**What you are asked to do:**
Please reproduce every one of the entries below verbatim, without changing a single character.

[Start]

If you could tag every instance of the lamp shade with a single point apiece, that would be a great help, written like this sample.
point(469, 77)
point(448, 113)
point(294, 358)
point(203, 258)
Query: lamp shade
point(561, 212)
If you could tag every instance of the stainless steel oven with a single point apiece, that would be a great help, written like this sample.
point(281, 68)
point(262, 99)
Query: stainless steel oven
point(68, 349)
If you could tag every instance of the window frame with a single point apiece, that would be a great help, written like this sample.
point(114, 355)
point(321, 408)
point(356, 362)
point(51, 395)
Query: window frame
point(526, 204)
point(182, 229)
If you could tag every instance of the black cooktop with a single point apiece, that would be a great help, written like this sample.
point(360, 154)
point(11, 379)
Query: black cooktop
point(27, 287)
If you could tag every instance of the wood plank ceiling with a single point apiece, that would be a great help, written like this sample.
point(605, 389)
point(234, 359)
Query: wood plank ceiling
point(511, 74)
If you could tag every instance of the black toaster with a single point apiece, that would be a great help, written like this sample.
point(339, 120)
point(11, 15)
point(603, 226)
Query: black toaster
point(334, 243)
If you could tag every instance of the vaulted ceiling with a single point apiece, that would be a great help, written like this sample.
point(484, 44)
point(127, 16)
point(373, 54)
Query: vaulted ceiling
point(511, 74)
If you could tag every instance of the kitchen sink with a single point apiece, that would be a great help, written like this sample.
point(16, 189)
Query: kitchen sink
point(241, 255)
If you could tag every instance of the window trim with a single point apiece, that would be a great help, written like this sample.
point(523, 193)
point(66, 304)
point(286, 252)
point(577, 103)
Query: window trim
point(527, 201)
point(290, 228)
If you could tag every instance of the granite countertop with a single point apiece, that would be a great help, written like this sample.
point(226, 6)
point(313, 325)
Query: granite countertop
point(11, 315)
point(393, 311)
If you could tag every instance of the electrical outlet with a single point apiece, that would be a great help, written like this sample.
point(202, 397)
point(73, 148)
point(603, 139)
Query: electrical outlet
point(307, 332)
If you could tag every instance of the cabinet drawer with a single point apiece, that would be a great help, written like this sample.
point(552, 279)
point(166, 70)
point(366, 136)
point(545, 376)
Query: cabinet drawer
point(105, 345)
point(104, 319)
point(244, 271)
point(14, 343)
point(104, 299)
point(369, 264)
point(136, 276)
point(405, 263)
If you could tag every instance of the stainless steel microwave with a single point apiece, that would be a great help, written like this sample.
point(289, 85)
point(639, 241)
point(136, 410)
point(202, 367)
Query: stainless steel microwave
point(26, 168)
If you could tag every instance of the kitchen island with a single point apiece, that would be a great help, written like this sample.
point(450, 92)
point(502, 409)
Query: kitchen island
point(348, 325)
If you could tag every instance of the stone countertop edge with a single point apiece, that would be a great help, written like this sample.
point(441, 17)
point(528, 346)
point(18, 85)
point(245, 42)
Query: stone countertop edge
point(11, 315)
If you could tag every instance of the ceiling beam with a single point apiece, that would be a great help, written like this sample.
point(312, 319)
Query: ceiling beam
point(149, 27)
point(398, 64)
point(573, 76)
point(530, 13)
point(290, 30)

[End]

**The completed task:**
If you could tag every instance of the lamp shade with a single point apiece, that would be a great help, written like this sample.
point(469, 77)
point(448, 113)
point(294, 358)
point(203, 258)
Query: lamp shade
point(561, 212)
If you could tag every instance of the stainless steel oven with a single point apiece, that would be a great help, written like this sample.
point(281, 68)
point(262, 99)
Query: stainless steel oven
point(68, 349)
If you could tag every instance of the window frame with a single point apiece, that would be a great help, written like this sample.
point(114, 355)
point(321, 408)
point(356, 362)
point(51, 395)
Query: window frame
point(526, 204)
point(182, 229)
If you could tag every instance of the black cooktop with a single point apiece, that would be a great help, written like this sample.
point(360, 154)
point(11, 379)
Query: black cooktop
point(27, 287)
If you could tag every instance of the wood plank ceiling with a single point apiece, that would be a great help, written like this sample.
point(605, 389)
point(234, 359)
Query: wood plank ceiling
point(511, 74)
If you could tag every instance of the black toaster with a single point apiece, that would be a great help, written like this sample.
point(339, 120)
point(11, 15)
point(603, 226)
Query: black toaster
point(334, 243)
If you could tag every instance of the vaulted ceiling with a single point apiece, that would be a great help, written like this sample.
point(484, 44)
point(127, 16)
point(373, 54)
Query: vaulted ceiling
point(511, 74)
If you could tag every instance of the kitchen sink with a single point apiece, that would be a great help, written like this sample.
point(16, 189)
Query: kitchen sink
point(241, 255)
If you could tag every instance of the window trim with a single point apiece, that would be a great help, written like this sample.
point(523, 193)
point(66, 304)
point(286, 252)
point(577, 103)
Query: window trim
point(527, 201)
point(290, 228)
If you could tag every instance of the granite countertop with a single point apiece, that would be a great help, written like this sample.
point(226, 6)
point(313, 325)
Query: granite countertop
point(11, 315)
point(393, 311)
If you could tag every instance of the electrical outlet with a single point apiece, that would be a great help, written like this sample.
point(202, 397)
point(73, 148)
point(603, 139)
Query: electrical outlet
point(307, 332)
If you could tag every instance of the cabinet drawer with a single point apiece, that would be a great help, written like this sample.
point(552, 279)
point(166, 70)
point(366, 136)
point(545, 376)
Query: cabinet drawer
point(105, 345)
point(104, 319)
point(244, 271)
point(14, 343)
point(104, 299)
point(369, 264)
point(136, 276)
point(405, 263)
If you could tag every instance of the stainless steel microwave with a single point apiece, that would be a great help, written like this sample.
point(289, 85)
point(639, 241)
point(136, 410)
point(202, 367)
Query: stainless steel microwave
point(26, 168)
If you could tag every instance of the kitchen island with a single point apiece, that would be a great help, written like this sample.
point(450, 92)
point(502, 409)
Query: kitchen island
point(348, 325)
If you could tag every instance of the stone countertop edge with a single point apiece, that would be a great help, written like this sample.
point(441, 17)
point(528, 346)
point(18, 85)
point(245, 42)
Query: stone countertop edge
point(11, 315)
If you could tag every instance of the ceiling beam with a single point apiece, that would be a great help, written like this sample.
point(312, 319)
Query: ceiling beam
point(149, 27)
point(398, 64)
point(573, 76)
point(530, 13)
point(290, 30)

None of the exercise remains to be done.